## Provided passage
LANSING (AP) – Gov. Rick Snyder on Wednesday announced the appointment of 11 people to the board of the new Education Achievement System, which will take over and run Michigan’s lowest performing schools, starting in Detroit.
The system “will operate the lowest performing 5 percent of schools not achieving satisfactory results on a redesign plan or that are under an emergency financial manager,” Snyder’s office said in its announcement. Detroit, Michigan’s largest public school district, is under such a manager after running up chronic budget deficits and producing low test scores.
Two members were appointed by the Detroit Public Schools, two by Eastern Michigan University and seven by the governor.
“Students deserve an education that can best prepare them to succeed after graduation, either in the work force or through a college education,” Snyder said in the statement. “These outstanding individuals bring a tremendous amount of experience and talent to the table as we work to create new educational opportunities for our students.”
The system will start operating in designated Detroit schools in the 2012-13 school year and then expand statewide, the announcement said.

## Exercise
Retype the news report on the Education Achievement System board appointments word for word.

## Dataset extract
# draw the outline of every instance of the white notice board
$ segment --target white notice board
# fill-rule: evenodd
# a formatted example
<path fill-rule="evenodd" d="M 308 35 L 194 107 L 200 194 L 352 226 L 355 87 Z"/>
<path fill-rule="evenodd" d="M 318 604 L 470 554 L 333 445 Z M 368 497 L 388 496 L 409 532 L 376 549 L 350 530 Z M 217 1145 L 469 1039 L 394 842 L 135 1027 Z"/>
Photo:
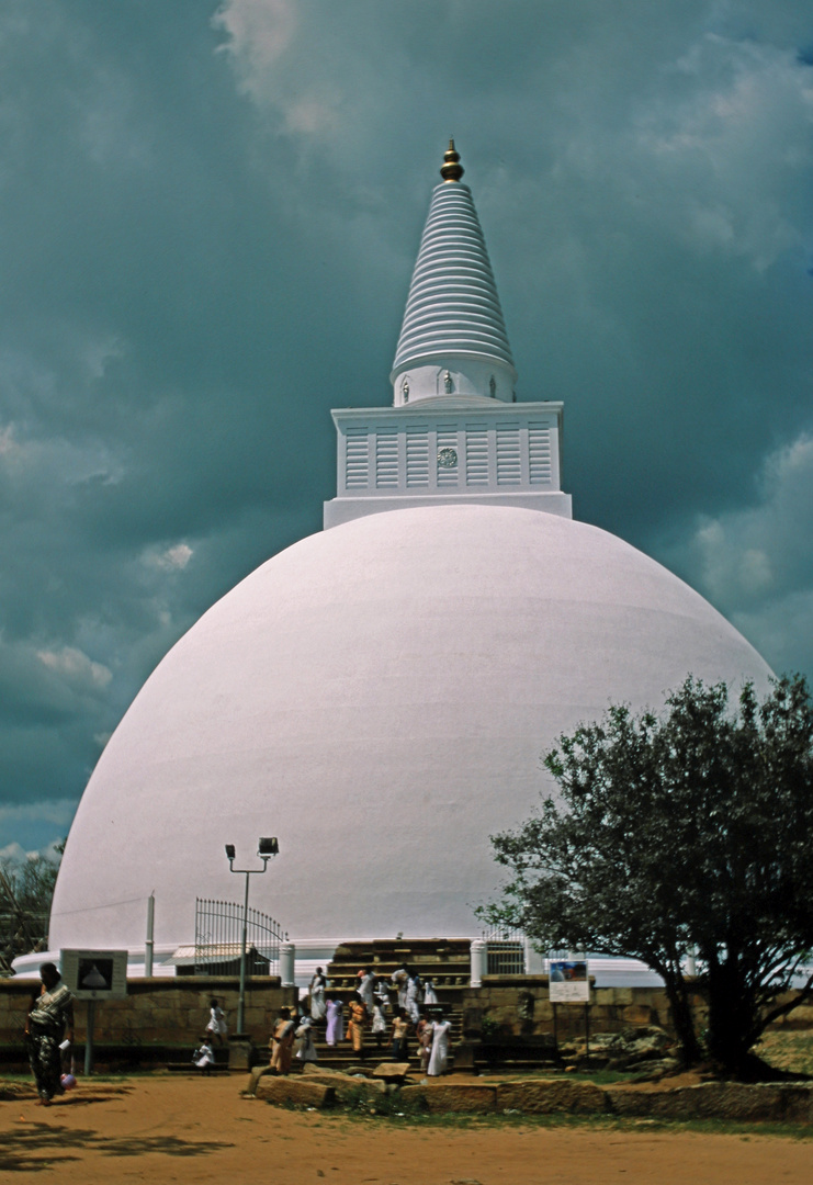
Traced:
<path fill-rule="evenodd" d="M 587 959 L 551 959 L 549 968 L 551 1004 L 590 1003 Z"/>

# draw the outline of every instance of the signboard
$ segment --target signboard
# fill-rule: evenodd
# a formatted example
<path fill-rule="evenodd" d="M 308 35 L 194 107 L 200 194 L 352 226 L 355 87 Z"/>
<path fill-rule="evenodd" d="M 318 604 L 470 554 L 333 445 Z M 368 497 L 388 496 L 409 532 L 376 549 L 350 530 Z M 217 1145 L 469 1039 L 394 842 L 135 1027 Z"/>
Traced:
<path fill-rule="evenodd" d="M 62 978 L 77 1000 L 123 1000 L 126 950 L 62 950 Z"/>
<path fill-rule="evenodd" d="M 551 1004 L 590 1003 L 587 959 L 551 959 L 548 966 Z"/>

==

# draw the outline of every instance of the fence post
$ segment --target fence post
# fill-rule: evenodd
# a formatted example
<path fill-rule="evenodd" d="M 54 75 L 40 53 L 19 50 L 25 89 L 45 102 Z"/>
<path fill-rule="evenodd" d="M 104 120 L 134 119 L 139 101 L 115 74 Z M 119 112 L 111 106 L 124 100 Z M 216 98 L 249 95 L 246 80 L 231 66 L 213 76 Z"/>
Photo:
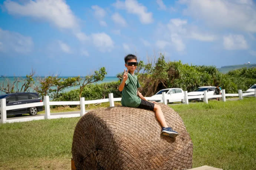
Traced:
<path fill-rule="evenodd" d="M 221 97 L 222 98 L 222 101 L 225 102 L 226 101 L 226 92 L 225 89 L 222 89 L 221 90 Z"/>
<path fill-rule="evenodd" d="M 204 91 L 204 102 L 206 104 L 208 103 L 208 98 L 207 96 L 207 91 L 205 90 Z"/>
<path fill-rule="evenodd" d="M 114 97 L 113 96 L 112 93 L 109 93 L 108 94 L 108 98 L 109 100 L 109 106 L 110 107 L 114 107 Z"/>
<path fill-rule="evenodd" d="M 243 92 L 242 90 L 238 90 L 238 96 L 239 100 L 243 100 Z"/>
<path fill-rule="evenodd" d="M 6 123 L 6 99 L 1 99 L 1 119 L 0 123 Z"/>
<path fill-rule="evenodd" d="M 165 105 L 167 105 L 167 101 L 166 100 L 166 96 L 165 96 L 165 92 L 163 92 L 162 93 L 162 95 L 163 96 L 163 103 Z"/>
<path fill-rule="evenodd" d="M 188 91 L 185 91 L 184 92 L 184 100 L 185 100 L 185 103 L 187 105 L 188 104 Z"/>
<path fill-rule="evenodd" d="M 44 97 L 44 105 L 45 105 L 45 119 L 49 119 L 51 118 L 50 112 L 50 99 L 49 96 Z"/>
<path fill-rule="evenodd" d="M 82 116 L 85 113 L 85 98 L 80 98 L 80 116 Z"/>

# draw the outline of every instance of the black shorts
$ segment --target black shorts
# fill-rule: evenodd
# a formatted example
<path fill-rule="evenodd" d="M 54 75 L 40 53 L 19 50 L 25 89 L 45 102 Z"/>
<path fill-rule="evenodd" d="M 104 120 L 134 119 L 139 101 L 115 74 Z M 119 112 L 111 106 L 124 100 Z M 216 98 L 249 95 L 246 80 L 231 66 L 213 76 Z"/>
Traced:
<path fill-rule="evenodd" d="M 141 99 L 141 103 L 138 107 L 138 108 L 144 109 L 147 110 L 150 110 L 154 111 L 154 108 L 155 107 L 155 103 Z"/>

==

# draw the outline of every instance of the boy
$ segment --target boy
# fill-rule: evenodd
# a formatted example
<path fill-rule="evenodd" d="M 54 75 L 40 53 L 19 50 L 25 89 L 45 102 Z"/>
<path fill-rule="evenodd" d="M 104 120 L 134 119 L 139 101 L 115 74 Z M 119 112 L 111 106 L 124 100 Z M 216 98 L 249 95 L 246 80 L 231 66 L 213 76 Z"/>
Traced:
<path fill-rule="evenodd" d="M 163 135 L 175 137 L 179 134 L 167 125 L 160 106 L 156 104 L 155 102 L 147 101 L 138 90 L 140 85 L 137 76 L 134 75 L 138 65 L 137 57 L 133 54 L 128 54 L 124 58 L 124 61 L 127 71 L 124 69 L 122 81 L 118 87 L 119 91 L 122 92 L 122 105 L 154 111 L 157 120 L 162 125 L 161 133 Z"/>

## Task response
LANSING (AP) – Gov. Rick Snyder on Wednesday announced the appointment of 11 people to the board of the new Education Achievement System, which will take over and run Michigan’s lowest performing schools, starting in Detroit.
The system “will operate the lowest performing 5 percent of schools not achieving satisfactory results on a redesign plan or that are under an emergency financial manager,” Snyder’s office said in its announcement. Detroit, Michigan’s largest public school district, is under such a manager after running up chronic budget deficits and producing low test scores.
Two members were appointed by the Detroit Public Schools, two by Eastern Michigan University and seven by the governor.
“Students deserve an education that can best prepare them to succeed after graduation, either in the work force or through a college education,” Snyder said in the statement. “These outstanding individuals bring a tremendous amount of experience and talent to the table as we work to create new educational opportunities for our students.”
The system will start operating in designated Detroit schools in the 2012-13 school year and then expand statewide, the announcement said.